原文段落 →
········
李志强,王俊升,
(1.北京理工大学材料学院,北京 100081;2.北京理工大学前沿交叉科学研究院,北京 100081)
铝合金作为一种重要的轻金属材料被广泛应用于航空、航天、交通运输、建筑、机电、轻化和日用品中[1]。抑制再结晶过程是改善铝合金性能的重要手段。析出相的存在对铝合金再结晶过程有着重要的影响。铝合金的再结晶过程从理论上讲包括两个部分,即再结晶晶粒的形核以及长大过程。在再结晶过程中,析出相对形核和长大过程都存在着重要的影响。实际上,不论是晶核的形核过程还是长大过程都可以看作是晶界的演化过程。因此,析出相对再结晶过程的影响实际上表现在析出相与晶界的相互作用过程中。目前为止,前人对铝合金再结晶过程中析出相与晶界的相互作用过程已经进行了大量的研究。本文将对这部分研究内容进行总结。
铝合金再结晶形核过程包括应变引发的形核以及析出相引发的形核两种机制。再结晶的形核概念与其他相变过程的形核概念有着明显的不同。20世纪20年代,Alterthum[2]提出再结晶和晶粒长大过程有着特殊的形核驱动力。1924年,Wever[3]发表了第一张铝和铁冷轧组织的极图。1931年,Burgers和Louwerse[4]认为单晶铝再结晶织构是由于再结晶过程中的取向形核引起的。1949年,Cahn[5]基于位错理论提出形变晶体材料退火过程中会发生位错的重新排列。随后,在TEM的帮助下,Heidenreich[6]在铝中首次观察到了亚晶结构。基于这个重要研究成果,研究者们提出了亚晶长大[7–8]引发形核以及应变[9]引发形核两种机制。后来,研究者们在包含硅颗粒的镍单晶中首次发现了第二相引发的形核机制,如图1[10]所示。但是该研究并没有发表,只是出现在1979年的一篇综述中[11]。在20世纪60~70年代,研究者们在不同的金属中对第二相颗粒引发再结晶形核的现象进行了大量的研究[12–20]。
········
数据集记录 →
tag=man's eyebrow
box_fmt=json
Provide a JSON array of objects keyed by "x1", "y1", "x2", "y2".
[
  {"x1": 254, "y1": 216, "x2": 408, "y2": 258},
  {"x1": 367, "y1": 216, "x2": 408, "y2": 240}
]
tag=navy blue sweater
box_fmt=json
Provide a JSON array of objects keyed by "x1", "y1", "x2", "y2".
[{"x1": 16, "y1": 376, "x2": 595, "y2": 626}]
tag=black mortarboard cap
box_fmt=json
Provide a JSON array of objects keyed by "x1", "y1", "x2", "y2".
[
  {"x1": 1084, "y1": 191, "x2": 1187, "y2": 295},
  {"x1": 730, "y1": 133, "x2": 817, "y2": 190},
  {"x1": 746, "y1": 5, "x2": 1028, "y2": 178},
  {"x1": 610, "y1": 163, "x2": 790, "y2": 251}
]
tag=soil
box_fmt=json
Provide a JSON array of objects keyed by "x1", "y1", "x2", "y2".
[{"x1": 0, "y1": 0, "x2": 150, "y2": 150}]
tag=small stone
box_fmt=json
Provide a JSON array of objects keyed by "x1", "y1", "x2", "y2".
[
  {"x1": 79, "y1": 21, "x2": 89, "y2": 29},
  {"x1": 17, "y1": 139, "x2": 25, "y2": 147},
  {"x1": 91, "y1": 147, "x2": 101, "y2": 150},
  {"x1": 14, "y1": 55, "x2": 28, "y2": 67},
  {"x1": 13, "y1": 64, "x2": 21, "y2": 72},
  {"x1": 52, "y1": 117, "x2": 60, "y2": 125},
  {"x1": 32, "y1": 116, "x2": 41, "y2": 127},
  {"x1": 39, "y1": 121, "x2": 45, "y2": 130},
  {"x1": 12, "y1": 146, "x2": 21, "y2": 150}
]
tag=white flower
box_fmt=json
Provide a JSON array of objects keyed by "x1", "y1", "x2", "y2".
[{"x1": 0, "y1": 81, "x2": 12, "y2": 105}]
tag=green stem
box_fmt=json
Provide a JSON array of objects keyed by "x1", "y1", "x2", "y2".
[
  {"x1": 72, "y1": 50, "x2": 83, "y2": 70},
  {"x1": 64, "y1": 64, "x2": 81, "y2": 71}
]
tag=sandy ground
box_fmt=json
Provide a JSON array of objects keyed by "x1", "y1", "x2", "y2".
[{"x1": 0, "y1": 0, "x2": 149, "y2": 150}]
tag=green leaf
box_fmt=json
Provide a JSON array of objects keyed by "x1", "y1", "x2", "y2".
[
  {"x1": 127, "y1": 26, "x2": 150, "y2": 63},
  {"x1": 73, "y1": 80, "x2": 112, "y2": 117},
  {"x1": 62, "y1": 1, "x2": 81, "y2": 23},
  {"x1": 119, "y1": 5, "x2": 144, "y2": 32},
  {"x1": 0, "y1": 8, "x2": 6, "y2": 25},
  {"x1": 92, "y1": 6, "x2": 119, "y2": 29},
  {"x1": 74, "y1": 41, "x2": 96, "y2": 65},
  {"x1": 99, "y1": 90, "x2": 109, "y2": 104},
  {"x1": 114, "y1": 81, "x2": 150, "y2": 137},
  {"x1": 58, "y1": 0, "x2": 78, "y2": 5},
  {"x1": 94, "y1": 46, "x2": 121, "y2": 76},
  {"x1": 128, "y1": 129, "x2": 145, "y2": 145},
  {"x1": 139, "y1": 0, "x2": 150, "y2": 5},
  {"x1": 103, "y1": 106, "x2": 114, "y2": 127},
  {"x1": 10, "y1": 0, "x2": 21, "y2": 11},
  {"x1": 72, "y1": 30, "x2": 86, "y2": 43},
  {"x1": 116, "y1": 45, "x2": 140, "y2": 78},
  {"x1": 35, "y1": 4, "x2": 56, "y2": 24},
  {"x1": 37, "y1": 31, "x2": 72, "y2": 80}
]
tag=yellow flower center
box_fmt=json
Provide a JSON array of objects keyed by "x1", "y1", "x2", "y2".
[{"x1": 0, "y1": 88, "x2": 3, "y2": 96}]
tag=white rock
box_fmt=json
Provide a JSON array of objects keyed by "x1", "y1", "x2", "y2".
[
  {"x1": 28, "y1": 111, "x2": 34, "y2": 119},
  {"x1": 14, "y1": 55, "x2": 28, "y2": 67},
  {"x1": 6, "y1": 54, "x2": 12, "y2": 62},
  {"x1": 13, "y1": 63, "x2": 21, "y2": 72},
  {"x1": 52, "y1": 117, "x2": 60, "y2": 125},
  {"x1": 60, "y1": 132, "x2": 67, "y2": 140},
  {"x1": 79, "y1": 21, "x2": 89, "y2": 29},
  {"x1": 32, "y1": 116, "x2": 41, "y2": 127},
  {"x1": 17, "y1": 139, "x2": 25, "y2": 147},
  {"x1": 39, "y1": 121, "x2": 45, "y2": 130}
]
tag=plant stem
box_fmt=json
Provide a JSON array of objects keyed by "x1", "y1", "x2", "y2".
········
任务目标 →
请根据原文段落回答:1924年,Wever发表了什么?

练习结果 →
Wever发表了第一张铝和铁冷轧组织的极图。